■ Required task ■
In every one of the records below, change "cloudy sky" to "overcast sky" and leave all other text unchanged.

■ The records ■

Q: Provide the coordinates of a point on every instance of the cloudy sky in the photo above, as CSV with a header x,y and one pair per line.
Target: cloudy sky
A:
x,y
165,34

■ Answer to the exercise ■
Q: Provide the coordinates of a point on every instance of the overcast sky in the photo above, as CSV with a header x,y and one pair per line.
Target: overcast sky
A:
x,y
165,34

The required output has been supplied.